Exercise A — According to the passage on the Stanford production of My Fair Lady, what inspired the costumes for Ascot?
Exercise B — Pick up the passage on the Stanford production of My Fair Lady after its last sentence and carry it forward.

+++ Passage given +++

An Asian re-imagination in Bing Concert Hall, Stanford University (January 2014)

 

Produced and Directed by Ken Savage

Music Direction by Joel Chapman

Choreography by Jamie Yuen-Shore

Costume Design by Asia Chiao

Lighting Design by Michael Ramsaur

This production of My Fair Lady explored the tensions between the British Asian and immigrant communities with the greater white British population in 1912 Edwardian London. The original costume designs of the show were inspired by Orientalism in fashion and images of "Asian" goods that were traded and exhanged in Edwardian London. For example, Ascot was inspired by the rigidity and delicate beauty of blue and white Chinese porcelain, which represented the appropriation of Asian goods by British trade. Eliza's costume designs not only showed her transformation from Cockney flower girl to "fair lady" but also highlighted her racial identity struggle from Asian to white British to hyrbid styles as she sacrificed parts of her Asian heritage in order to blend into the white upper class. 

 

As producer and director of My Fair Lady, Ken raised over $85,000 for this production, which played to two sold-out audiences in Stanford's worldclass Bing Concert Hall. For this production, Ken was awarded with the Robert M. Golden Medal for Excellence in the Humanities and Creative Arts, the Stanford Asian American Special Achievement Award, and the Lloyd W. Dinkelspiel Award for Distinctive Contributions to Undergraduate Education-- the highest honor given to two graduating seniors. 

Watch the official Stanford News video above for interviews from the director, costume designer, and our Higgins and Eliza Doolittle as well as clips from our dress rehearsals.

+++ Given entries +++

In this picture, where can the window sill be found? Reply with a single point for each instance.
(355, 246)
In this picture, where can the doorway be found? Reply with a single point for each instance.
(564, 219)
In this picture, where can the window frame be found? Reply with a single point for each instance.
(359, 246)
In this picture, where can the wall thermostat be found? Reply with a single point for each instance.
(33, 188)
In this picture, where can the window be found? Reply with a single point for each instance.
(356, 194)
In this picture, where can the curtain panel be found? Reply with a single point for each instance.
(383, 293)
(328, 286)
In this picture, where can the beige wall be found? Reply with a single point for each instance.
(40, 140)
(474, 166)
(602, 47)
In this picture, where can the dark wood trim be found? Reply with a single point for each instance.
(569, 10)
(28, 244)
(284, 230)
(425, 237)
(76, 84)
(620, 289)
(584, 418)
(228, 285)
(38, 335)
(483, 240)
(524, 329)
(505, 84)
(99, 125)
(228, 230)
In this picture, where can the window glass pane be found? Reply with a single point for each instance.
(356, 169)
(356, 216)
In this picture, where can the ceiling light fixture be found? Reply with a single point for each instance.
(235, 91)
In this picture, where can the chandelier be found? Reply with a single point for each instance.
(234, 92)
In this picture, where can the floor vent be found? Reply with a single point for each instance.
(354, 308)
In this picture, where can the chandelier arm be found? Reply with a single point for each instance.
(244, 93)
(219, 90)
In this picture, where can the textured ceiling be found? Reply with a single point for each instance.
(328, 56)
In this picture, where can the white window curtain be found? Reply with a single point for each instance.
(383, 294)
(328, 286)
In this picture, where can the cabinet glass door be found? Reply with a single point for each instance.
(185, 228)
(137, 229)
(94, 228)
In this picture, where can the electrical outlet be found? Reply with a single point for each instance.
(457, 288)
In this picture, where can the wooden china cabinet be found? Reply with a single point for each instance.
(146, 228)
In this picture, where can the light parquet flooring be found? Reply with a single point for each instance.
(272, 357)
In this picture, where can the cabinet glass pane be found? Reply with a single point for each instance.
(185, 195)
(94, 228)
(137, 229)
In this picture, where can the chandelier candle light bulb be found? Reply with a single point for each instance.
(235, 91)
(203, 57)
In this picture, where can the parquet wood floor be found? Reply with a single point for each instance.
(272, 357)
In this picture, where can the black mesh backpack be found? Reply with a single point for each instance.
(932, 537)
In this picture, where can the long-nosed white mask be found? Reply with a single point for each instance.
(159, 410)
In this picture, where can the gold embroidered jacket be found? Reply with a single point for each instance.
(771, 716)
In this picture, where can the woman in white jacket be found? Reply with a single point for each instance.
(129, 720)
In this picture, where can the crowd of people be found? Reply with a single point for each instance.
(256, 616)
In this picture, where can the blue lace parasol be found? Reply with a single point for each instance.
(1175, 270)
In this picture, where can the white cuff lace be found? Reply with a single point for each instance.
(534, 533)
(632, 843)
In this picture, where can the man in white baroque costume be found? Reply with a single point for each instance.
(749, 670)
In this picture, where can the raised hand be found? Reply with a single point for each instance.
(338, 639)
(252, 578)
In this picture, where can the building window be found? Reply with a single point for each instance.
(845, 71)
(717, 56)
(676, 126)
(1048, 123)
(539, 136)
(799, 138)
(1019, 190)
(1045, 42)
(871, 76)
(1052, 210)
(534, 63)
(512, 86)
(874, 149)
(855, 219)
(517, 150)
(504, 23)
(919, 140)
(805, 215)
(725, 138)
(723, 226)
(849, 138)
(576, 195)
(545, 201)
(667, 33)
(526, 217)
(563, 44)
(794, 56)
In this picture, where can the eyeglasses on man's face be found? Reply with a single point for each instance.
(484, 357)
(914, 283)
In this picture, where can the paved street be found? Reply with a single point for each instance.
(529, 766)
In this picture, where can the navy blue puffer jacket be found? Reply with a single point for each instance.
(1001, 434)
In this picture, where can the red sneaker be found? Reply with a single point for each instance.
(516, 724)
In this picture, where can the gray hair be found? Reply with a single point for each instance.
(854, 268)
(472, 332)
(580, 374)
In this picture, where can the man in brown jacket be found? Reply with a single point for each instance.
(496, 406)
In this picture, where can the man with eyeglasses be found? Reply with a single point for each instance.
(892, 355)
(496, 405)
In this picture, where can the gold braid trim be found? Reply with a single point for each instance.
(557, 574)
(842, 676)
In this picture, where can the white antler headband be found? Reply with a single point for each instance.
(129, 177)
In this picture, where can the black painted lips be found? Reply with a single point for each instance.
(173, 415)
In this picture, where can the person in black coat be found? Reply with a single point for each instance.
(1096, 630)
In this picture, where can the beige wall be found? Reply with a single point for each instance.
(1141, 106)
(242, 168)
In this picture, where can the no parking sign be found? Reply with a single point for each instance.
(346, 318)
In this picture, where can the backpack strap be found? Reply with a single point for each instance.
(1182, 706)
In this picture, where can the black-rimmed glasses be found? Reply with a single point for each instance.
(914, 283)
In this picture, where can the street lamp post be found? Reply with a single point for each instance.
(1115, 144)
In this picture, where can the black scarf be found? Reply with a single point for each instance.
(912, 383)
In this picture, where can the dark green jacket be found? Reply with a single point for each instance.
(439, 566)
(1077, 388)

+++

Written answer A — The rigidity and delicate beauty of blue and white Chinese porcelain.

Written answer B —
REVIEW: AATP's Production of My Fair Lady Re-imagines Popular Musical (The Stanford Daily - February 7, 2014)

 

"As Ken Savage ’14’s senior project for the Theater and Performance Studies major, the show deftly transforms the story of 'My Fair Lady' from a quaint tale of maneuvering vowel sounds to a compelling story of Asian identity formation in the Western world by exploring the cultural expectations surrounding speech, dress and behavior and questions of assimilation."

 

REVIEW: My Fair Lady Reinvents Ethnic Narratives (Stanford Arts Review - February 8, 2014)

 

"director Ken Savage’s production exploded from the stage and captured my mind and soul, awakening within me an aptitude for acute recognition. I was subsumed, following a social commentary I had never seen My Fair Lady as capable of providing. I leaned into my seat as this story of British Asian immigrants unraveled in front of me, featuring characters whose racial identity informs their actions as much as it troubles them"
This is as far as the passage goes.